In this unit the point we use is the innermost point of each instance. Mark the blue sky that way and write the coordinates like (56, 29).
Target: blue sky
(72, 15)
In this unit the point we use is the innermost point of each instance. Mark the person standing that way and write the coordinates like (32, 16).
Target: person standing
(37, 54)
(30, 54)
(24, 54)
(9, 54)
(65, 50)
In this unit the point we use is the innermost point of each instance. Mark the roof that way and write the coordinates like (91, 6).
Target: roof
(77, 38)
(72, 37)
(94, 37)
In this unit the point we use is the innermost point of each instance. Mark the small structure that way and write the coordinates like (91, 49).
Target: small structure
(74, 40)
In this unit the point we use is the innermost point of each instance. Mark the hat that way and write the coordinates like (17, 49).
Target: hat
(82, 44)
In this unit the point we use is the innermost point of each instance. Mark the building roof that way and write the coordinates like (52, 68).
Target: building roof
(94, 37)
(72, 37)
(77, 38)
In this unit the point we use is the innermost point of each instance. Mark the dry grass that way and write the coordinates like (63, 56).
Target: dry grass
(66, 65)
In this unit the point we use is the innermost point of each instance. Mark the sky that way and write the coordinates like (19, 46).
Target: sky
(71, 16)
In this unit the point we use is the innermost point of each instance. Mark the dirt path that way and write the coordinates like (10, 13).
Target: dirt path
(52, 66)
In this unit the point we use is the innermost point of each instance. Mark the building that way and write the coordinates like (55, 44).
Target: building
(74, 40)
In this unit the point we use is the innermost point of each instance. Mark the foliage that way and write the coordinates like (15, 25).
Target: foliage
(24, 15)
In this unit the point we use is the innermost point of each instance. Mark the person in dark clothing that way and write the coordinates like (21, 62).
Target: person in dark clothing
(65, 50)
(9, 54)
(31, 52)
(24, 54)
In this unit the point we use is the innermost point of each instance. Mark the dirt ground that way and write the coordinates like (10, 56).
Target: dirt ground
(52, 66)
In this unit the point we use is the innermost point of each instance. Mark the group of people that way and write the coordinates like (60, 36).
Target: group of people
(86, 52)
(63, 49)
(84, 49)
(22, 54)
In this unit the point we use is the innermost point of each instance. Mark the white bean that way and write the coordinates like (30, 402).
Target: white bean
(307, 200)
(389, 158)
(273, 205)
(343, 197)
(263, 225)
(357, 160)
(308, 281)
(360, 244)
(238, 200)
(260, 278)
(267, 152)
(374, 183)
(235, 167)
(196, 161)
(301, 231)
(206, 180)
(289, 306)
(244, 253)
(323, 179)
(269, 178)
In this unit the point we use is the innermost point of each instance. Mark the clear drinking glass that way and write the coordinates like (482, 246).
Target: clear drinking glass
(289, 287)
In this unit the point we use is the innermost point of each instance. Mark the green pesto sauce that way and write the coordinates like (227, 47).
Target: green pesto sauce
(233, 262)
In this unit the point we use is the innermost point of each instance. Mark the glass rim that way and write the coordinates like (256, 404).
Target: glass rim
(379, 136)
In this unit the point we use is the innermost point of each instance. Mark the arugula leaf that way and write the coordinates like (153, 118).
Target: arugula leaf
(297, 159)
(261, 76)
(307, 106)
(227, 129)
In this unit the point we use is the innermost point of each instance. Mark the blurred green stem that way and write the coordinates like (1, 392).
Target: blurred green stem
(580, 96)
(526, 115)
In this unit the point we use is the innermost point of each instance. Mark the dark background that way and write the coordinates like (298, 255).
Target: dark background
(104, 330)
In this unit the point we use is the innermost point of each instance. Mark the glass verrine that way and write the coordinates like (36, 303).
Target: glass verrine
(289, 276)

* * *

# Problem statement
Exact duplication is required for the lines above, from the line that contains "Target: person in dark clothing" to the line that contains "like (256, 404).", inclusive; omit all others.

# Exercise output
Target: person in dark clothing
(65, 50)
(9, 54)
(31, 52)
(24, 54)
In this unit the point we use is the innermost point of each instance. Mark the dirt ground that way and write the coordinates like (10, 56).
Target: dirt ground
(52, 66)
In this unit the point we use is the innermost point of each instance. Mark the group of people that way and write the coordinates like (60, 36).
Target: group of people
(86, 52)
(63, 49)
(84, 49)
(22, 54)
In this unit the point we use is the innermost point of each instance. Mark the white bean that way and write the coordinates like (30, 402).
Target: white bean
(307, 200)
(389, 158)
(273, 205)
(343, 197)
(263, 225)
(357, 160)
(308, 281)
(360, 244)
(238, 200)
(260, 278)
(267, 152)
(374, 183)
(235, 167)
(196, 161)
(301, 231)
(206, 180)
(289, 306)
(244, 253)
(323, 179)
(269, 178)
In this unit the point we use is the innermost point of each instance. Mark the clear drinking glass that way and write the coordinates like (482, 246).
Target: clear drinking glass
(289, 287)
In this unit the point we use is the innermost point of each instance. Mark the green pesto sauce that way and write the coordinates like (227, 47).
Target: green pesto sauce
(233, 262)
In this unit the point we use is the innermost point of each instance. Mark the glass rim that way and write the coordinates like (256, 404).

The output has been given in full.